▶ [Article]
Start
July 10, 2013|By Richard Simon
  • An Asiana Airlines Boeing 777 takes off from Seoul. Federal officials are seeking tighter training rules for foreign pilots who fly in the United States.
An Asiana Airlines Boeing 777 takes off from Seoul. Federal officials are… (Ed Jones / AFP/Getty Images )

WASHINGTON — In the wake of the Asiana airliner crash, lawmakers on Wednesday called on federal authorities to extend to foreign pilots new requirements for increased training of U.S. pilots.

"There is no reason that American passengers should be put at risk by poorly trained pilots in other countries,’’ Sen. Charles E. Schumer (D-N.Y.) said at a Capitol Hill news conference.

While an investigation into the cause of the South Korean airliner’s crash landing last Saturday at San Francisco International Airport is still underway, Schumer said the accident demonstrates a "troubling pattern of pilot error.’’

He urged the Federal Aviation Administration, during an upcoming September meeting of a United Nations aviation body, to press foreign airlines flying in and out of U.S. airports to require their pilots to undergo the same training as U.S. pilots.

"If not, the FAA should consider limiting the carrier’s ability to fly in and out of the United States,’’ Schumer said. 

The FAA on Wednesday announced that by early next week a new rule will be in effect requiring first officers who fly U.S. passenger and cargo planes to have 1,500 hours of flight time — the same as captains — rather than 250 hours.

Schumer urged the agency to quickly complete work on another rule that would impose new requirements for pilot training, including how to better recognize and recover from stalls.  An FAA spokesman said the agency is committed to completing the rule by October, saying it will be "the most comprehensive change in pilot training for more than two decades.’’

The new regulations grow out of the 2009 Colgan Air crash, which killed 50 people near Buffalo, N.Y. Pilot training and fatigue were cited as factors in the crash. The FAA in December 2011 announced new rules designed to reduce fatigue.
End
▶ [Set of tasks]
**A.** Write down everything in the article on pilot training from "He urged the" down to "as U.S. pilots.".
**B.** Summarize the article on pilot training in two sentences.
**C.** According to the article on pilot training, how many hours of flight time will the new FAA rule require first officers to have?

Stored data
Start
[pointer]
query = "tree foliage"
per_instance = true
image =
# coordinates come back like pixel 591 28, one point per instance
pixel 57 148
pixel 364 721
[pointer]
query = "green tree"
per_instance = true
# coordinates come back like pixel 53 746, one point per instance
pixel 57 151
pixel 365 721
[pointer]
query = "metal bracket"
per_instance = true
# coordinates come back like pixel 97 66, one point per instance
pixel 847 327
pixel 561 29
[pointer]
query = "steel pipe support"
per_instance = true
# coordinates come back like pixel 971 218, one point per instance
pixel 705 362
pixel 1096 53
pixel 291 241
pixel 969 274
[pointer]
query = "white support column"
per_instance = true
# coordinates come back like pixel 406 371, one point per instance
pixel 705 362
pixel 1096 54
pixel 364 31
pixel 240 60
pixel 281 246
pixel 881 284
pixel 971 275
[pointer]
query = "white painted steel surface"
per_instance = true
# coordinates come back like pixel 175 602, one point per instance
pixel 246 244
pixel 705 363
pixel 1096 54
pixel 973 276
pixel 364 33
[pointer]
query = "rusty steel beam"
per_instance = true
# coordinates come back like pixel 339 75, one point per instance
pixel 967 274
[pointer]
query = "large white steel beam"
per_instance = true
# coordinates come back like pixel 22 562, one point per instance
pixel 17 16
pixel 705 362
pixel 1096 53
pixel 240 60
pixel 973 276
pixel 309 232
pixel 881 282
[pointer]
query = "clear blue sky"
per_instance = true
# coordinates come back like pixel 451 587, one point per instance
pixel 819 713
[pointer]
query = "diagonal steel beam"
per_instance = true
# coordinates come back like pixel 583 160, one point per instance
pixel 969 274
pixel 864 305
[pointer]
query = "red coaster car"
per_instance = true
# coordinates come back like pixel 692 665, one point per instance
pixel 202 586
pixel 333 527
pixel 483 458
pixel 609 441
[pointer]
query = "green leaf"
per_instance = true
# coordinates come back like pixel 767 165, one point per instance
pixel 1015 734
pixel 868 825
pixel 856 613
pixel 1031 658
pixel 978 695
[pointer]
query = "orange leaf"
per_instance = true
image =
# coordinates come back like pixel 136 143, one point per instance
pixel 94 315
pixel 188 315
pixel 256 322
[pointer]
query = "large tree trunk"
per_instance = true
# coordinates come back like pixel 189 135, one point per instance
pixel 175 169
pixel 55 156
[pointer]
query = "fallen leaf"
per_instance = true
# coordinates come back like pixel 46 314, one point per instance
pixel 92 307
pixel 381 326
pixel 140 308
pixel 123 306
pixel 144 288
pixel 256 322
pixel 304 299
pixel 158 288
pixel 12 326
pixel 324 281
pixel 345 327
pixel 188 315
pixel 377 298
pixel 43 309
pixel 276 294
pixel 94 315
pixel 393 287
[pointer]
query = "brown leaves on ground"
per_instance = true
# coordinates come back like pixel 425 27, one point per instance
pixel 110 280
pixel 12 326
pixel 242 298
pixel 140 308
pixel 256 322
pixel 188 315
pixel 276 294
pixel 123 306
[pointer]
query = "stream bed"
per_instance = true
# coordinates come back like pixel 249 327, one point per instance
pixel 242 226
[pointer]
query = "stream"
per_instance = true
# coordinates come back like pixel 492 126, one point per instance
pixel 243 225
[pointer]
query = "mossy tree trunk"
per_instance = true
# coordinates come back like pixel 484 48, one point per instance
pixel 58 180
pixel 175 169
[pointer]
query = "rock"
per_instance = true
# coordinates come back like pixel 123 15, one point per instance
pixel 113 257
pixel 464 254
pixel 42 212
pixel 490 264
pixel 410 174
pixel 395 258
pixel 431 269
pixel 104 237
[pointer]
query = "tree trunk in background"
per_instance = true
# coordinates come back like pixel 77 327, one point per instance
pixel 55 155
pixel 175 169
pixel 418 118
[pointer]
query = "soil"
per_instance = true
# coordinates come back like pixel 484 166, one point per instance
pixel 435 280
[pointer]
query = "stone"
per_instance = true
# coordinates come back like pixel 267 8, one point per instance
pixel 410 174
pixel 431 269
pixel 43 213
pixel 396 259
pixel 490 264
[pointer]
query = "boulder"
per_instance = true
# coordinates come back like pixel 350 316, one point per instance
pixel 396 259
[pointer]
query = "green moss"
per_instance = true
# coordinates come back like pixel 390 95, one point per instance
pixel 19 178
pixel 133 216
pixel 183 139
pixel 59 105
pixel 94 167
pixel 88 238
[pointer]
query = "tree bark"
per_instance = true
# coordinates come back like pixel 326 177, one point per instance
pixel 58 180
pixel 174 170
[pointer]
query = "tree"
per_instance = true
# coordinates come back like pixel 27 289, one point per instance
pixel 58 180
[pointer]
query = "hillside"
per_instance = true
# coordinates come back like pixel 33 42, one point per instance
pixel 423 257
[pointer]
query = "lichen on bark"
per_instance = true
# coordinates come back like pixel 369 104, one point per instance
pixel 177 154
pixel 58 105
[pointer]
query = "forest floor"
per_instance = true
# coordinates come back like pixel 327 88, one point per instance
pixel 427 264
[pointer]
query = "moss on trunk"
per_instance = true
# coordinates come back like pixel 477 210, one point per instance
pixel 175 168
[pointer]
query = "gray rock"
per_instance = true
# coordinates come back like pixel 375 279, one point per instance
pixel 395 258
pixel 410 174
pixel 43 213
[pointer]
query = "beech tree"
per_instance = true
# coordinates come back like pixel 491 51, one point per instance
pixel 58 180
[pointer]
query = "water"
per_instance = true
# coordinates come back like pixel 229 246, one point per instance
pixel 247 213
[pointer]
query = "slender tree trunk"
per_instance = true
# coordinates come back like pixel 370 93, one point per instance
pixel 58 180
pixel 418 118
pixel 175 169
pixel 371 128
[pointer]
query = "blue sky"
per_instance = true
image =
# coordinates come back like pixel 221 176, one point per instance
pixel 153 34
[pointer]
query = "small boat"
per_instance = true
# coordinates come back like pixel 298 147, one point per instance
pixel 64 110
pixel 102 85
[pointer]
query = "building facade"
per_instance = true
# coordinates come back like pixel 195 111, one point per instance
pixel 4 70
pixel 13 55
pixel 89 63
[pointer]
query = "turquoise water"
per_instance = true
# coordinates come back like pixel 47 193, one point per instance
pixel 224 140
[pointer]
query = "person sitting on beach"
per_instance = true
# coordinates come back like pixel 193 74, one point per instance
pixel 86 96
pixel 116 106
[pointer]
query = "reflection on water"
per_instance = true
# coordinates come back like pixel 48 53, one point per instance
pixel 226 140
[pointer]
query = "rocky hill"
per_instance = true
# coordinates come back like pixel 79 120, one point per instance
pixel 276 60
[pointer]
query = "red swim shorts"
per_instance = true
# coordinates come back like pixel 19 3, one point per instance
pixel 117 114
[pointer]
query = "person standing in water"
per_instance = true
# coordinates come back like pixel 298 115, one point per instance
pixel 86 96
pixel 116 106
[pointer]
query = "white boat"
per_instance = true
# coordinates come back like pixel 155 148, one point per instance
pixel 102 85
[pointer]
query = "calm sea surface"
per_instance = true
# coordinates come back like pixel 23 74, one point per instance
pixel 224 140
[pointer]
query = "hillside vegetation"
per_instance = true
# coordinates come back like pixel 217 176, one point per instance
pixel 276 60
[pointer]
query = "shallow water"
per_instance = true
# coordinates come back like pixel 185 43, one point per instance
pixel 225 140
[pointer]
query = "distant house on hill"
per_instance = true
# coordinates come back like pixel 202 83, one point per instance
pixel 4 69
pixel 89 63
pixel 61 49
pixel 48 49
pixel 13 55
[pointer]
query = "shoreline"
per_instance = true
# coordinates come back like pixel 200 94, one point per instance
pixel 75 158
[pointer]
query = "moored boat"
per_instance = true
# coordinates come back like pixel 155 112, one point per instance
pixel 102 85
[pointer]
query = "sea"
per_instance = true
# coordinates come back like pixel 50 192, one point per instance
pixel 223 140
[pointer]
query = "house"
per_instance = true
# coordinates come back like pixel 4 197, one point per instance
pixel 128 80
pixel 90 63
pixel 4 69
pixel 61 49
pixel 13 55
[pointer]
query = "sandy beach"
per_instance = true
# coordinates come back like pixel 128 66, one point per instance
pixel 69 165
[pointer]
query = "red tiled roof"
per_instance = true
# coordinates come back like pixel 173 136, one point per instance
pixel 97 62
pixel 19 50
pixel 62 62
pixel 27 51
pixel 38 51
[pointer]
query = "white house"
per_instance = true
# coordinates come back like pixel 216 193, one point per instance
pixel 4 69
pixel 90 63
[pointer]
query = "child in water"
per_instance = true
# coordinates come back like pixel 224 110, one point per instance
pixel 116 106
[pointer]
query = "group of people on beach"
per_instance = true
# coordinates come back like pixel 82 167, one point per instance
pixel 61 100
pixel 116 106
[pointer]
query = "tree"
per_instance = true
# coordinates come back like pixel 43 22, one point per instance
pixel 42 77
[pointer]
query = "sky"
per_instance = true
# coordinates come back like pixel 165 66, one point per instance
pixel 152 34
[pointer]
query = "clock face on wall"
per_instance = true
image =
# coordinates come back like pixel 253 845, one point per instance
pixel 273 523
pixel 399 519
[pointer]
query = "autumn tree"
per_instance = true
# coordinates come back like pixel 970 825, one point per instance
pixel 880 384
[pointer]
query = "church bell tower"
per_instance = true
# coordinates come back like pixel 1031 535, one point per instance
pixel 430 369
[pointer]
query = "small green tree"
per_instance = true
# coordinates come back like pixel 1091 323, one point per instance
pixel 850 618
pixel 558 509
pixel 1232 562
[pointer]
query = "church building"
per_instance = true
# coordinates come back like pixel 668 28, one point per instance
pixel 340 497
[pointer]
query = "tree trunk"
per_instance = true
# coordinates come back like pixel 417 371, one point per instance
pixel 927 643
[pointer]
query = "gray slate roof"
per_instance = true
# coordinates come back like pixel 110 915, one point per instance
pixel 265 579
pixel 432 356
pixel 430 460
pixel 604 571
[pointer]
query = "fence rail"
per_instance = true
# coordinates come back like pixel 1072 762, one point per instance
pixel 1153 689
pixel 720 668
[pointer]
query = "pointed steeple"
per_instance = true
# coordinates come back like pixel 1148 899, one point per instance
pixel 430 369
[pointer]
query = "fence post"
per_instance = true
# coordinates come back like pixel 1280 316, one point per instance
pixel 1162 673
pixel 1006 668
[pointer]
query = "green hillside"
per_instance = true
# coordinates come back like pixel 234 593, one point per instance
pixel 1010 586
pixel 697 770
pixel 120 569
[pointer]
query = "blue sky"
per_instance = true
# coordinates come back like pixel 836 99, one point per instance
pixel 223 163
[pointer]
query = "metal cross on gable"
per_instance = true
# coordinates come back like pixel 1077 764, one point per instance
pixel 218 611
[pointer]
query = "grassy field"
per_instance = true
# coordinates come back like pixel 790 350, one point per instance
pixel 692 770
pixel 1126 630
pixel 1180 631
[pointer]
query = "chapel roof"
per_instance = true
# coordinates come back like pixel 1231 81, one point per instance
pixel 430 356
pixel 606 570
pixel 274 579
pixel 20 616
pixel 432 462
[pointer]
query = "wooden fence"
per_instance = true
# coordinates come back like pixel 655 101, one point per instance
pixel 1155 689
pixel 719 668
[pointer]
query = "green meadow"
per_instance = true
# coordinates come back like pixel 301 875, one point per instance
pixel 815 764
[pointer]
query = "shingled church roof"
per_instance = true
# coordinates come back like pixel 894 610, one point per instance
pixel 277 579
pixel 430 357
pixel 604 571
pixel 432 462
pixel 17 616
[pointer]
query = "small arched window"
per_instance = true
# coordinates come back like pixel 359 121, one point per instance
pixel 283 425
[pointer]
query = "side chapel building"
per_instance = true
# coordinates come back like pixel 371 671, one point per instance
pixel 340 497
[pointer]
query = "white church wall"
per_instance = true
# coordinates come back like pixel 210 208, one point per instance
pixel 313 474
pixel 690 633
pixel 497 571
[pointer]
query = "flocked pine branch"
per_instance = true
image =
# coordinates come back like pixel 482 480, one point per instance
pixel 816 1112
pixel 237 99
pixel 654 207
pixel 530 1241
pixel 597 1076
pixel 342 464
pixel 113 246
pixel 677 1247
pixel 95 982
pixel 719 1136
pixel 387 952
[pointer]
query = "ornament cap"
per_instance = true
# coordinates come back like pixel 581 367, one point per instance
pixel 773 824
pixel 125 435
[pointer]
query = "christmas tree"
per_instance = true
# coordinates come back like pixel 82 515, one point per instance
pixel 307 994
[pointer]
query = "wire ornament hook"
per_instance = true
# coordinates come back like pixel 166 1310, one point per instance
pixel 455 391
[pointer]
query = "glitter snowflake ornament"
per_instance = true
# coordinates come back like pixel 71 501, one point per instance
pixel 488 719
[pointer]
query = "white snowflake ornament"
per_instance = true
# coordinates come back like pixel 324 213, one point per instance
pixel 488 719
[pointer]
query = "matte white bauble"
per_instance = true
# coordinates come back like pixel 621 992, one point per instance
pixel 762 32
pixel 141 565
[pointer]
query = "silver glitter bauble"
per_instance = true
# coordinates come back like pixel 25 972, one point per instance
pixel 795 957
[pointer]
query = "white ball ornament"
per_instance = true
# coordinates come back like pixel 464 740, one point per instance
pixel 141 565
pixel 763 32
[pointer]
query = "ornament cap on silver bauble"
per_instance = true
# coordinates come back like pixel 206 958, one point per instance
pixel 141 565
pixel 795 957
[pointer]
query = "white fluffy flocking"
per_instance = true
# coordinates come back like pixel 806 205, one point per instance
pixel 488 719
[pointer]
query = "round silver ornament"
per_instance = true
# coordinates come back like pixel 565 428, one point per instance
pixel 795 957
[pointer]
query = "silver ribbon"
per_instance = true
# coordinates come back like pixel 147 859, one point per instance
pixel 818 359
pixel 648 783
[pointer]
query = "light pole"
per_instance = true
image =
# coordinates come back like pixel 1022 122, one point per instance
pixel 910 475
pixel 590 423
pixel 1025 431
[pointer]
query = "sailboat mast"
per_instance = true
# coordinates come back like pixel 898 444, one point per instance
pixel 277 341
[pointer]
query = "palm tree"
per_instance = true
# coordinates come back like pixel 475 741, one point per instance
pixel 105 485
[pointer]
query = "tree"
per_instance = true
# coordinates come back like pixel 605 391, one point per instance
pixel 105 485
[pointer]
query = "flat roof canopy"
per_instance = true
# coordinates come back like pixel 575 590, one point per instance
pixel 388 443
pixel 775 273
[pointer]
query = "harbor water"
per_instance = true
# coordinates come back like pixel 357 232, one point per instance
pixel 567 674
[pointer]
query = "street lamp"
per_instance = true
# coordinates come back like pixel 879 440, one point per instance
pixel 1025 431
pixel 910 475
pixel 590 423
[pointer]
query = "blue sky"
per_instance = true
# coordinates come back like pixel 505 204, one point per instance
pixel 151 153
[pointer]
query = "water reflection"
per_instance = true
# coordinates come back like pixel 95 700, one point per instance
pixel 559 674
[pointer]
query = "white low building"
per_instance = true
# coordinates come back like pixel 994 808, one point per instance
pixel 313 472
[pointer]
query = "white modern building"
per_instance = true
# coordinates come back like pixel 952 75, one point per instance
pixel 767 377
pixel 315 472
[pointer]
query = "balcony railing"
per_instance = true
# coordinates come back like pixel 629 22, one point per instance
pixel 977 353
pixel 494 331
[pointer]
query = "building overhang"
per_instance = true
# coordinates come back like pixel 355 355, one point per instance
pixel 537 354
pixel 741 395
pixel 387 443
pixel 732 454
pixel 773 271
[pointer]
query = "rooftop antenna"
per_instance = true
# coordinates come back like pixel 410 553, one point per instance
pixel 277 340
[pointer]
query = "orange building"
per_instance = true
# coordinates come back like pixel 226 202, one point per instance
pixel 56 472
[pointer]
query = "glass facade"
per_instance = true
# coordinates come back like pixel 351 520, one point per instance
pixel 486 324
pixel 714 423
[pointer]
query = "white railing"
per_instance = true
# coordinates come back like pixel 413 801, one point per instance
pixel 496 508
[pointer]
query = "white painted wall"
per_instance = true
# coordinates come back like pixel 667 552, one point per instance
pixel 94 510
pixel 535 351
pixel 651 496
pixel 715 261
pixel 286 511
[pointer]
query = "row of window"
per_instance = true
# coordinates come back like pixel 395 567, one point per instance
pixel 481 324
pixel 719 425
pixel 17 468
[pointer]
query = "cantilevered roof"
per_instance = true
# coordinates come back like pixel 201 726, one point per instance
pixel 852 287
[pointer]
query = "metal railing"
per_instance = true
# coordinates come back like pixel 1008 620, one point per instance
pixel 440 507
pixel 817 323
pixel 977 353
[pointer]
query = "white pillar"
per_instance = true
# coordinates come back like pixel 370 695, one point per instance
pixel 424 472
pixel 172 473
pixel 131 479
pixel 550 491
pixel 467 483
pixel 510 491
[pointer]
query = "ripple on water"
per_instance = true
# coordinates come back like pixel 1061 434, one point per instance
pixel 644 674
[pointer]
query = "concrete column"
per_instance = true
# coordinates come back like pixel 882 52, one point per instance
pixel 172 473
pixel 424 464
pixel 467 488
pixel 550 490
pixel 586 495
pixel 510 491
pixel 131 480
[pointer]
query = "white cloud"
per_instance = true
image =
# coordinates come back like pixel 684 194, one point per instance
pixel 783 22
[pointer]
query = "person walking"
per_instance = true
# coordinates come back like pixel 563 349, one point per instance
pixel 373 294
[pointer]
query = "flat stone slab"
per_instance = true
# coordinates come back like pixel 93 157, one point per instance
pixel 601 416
End
▶ [The replies]
**A.**
He urged the Federal Aviation Administration, during an upcoming September meeting of a United Nations aviation body, to press foreign airlines flying in and out of U.S. airports to require their pilots to undergo the same training as U.S. pilots.

**B.** After the Asiana airliner crash landing at San Francisco International Airport, lawmakers including Sen. Charles E. Schumer urged federal authorities to require foreign pilots flying in the United States to meet the same training requirements as U.S. pilots. The FAA announced a rule raising required flight time for first officers to 1,500 hours and committed to finishing a broader pilot training rule by October; these regulations grew out of the 2009 Colgan Air crash.

**C.** 1,500 hours, the same as captains, rather than 250 hours.